■ **SELECTED EXCERPT**
The head of a German charity claims she has seen with her own eyes babies being handed
into German cars "obviously for customers".
Katrin Schauer has been working with prostitutes in Cheb for nearly eight years.
She says most children offering sex are young teenagers, but she and her colleagues have
seen far younger children standing by the side of the street, accompanied by adults who
signal to passing German cars.
She believes the town now attracts paedophiles from across Western Europe. She has been
told of "customers" from Holland, Austria and Switzerland, as well as Germany.
In the past, she says, there would be clear signals in houses where children were being
offered - a child's shoe in the window of an apartment for example.
But now that prostitution is more established, customers seem to know exactly where to go.
Girls offered
A German journalist, Rudiger Rossig, posed as a sex tourist for the Today programme and
secretly recorded his conversations.
He didn't even need to go into one of the scores of brothels in the small town.
As he walked along a quiet town centre street late in the evening with a colleague from
Prague, he was approached by a man with a teenage girl by his side.
He was asked in German whether he would be interested in "something".

■ **WHAT TO DO**
A – In the report on Cheb, how long has Katrin Schauer been working with prostitutes in the town?
B – According to the report on Cheb, why are there no longer clear signals like a child's shoe in a window? Explain in one to three sentences.
C – Write out the part of the report on Cheb from "As he walked" to "by his side.".
Rely only on the report on Cheb.

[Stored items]
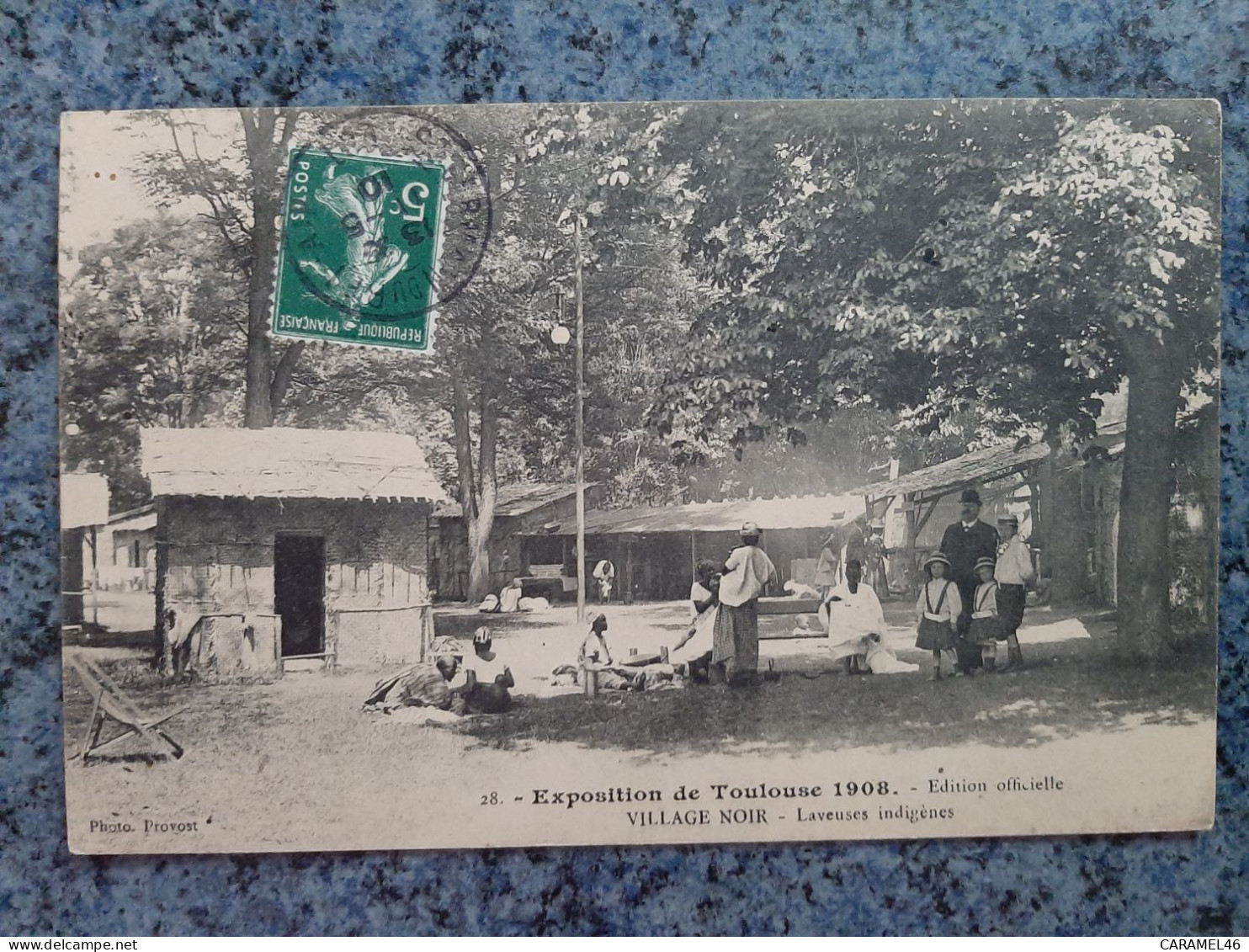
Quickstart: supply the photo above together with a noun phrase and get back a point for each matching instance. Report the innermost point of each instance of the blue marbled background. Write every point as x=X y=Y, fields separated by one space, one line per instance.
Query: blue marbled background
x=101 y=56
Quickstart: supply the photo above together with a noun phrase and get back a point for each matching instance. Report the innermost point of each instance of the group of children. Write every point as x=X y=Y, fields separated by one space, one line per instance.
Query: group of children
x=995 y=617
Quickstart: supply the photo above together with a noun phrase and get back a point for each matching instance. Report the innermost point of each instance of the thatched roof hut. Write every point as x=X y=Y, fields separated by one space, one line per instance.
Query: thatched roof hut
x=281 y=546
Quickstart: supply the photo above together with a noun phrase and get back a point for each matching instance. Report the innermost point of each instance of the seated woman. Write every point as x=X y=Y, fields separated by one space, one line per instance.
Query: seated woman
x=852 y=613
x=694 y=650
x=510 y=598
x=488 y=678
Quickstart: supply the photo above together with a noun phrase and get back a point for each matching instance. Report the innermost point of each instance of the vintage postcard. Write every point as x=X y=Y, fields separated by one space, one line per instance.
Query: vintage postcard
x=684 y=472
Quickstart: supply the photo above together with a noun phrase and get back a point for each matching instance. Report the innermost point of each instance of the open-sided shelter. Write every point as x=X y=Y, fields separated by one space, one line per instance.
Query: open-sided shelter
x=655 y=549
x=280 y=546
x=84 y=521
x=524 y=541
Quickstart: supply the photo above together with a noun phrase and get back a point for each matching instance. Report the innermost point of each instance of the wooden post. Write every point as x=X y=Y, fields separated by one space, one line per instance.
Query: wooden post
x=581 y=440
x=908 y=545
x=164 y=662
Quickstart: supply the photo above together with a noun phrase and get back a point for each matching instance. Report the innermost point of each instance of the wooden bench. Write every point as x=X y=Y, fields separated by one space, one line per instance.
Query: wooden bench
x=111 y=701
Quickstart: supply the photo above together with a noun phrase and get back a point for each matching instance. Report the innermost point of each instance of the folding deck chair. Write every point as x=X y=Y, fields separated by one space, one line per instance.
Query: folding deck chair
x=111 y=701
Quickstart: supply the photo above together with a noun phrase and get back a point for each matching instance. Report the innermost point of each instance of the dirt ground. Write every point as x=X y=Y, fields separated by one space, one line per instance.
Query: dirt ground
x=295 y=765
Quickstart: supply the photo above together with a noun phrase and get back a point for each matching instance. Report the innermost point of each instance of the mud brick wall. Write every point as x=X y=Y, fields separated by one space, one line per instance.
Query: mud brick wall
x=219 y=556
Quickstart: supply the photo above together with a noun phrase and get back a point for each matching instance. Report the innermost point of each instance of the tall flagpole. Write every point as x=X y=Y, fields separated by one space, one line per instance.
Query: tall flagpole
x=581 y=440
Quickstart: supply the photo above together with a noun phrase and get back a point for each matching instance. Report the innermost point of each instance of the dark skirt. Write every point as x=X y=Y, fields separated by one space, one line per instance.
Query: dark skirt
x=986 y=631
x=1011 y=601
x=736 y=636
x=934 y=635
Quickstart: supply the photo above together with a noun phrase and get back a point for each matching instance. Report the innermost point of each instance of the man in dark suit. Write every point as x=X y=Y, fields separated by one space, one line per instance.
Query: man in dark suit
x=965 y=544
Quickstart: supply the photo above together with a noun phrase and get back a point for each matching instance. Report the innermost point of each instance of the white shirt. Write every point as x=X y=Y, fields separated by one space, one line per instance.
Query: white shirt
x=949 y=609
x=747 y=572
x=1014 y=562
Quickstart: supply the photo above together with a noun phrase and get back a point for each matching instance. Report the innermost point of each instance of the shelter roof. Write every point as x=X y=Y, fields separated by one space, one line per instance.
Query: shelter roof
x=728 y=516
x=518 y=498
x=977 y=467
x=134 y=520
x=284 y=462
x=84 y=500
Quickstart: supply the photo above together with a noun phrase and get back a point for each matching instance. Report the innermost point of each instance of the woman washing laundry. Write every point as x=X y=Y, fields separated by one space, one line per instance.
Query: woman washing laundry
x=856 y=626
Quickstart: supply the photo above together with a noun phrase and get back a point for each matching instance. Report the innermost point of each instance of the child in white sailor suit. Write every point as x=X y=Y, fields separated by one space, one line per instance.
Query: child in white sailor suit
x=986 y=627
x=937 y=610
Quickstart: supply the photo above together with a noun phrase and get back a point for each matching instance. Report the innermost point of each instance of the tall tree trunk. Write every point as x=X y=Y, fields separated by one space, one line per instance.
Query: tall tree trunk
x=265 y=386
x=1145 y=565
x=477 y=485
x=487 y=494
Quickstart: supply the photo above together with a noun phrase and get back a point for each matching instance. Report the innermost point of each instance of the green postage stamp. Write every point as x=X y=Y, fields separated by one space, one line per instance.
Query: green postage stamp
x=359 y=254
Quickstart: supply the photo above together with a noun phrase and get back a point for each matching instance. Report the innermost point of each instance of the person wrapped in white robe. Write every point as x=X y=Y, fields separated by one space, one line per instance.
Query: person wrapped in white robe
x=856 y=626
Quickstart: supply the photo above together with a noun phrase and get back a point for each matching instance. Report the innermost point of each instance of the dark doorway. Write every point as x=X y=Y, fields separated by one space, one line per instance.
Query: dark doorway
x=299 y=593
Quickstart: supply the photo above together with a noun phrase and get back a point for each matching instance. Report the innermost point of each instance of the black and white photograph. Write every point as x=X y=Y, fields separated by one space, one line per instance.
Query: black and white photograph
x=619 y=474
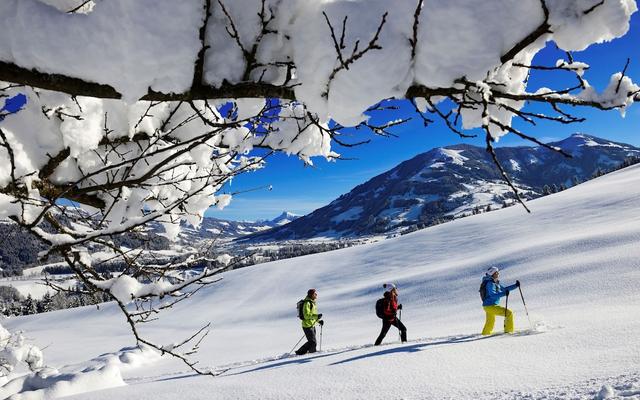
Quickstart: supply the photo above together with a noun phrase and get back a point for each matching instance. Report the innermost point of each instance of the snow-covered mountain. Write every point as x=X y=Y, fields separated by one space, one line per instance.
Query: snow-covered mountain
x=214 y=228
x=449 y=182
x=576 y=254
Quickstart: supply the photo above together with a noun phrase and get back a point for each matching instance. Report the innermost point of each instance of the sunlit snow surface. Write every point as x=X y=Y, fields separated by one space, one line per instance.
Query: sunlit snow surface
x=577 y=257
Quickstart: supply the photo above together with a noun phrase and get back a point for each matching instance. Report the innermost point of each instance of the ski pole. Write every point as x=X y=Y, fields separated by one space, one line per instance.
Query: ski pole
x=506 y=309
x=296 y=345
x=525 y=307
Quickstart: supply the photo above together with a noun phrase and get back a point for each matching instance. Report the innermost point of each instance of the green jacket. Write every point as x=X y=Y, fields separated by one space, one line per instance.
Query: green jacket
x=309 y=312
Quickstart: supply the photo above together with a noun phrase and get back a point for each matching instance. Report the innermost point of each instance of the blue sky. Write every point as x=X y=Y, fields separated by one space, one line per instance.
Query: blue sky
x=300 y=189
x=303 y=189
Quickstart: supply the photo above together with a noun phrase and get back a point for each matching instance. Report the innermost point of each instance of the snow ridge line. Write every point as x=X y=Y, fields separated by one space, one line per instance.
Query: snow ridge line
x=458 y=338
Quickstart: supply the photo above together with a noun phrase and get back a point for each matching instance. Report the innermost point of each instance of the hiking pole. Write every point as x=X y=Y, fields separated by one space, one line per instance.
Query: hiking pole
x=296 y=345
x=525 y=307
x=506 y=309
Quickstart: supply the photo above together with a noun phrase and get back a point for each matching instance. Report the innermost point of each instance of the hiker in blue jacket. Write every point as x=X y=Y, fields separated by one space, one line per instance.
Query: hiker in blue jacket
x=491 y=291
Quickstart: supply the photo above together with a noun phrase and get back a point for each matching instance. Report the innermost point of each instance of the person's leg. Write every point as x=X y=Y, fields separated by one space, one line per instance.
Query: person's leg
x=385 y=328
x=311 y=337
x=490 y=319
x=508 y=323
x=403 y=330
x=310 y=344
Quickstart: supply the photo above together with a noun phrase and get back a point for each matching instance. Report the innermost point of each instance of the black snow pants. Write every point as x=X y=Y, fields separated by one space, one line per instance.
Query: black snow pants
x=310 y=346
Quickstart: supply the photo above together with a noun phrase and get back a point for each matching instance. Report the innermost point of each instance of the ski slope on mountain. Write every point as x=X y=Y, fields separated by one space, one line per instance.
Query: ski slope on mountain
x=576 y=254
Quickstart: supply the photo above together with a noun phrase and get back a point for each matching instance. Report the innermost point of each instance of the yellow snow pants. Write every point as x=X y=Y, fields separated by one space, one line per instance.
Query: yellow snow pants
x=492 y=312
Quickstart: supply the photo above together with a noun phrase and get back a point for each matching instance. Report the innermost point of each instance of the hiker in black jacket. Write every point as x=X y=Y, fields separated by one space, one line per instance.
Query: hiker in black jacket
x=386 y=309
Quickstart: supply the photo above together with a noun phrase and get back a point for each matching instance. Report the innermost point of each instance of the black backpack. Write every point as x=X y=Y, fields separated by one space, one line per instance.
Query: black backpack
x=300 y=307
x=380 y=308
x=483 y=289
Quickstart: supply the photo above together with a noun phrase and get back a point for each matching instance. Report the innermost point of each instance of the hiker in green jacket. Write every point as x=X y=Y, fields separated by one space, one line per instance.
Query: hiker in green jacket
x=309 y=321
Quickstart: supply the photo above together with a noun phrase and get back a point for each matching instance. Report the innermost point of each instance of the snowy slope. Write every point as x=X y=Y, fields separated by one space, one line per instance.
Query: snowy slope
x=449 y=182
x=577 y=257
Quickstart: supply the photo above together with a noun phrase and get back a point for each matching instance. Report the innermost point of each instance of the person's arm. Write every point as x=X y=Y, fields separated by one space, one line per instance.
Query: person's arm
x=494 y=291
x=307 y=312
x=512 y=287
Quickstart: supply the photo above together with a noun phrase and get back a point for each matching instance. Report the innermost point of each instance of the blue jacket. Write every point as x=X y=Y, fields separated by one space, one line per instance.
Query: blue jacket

■ **SOLUTION SET**
A – She has been working with them for nearly eight years.

B – Such signals were used in the past to mark houses where children were being offered. Now that prostitution is more established, customers seem to know exactly where to go.

C –
As he walked along a quiet town centre street late in the evening with a colleague from
Prague, he was approached by a man with a teenage girl by his side.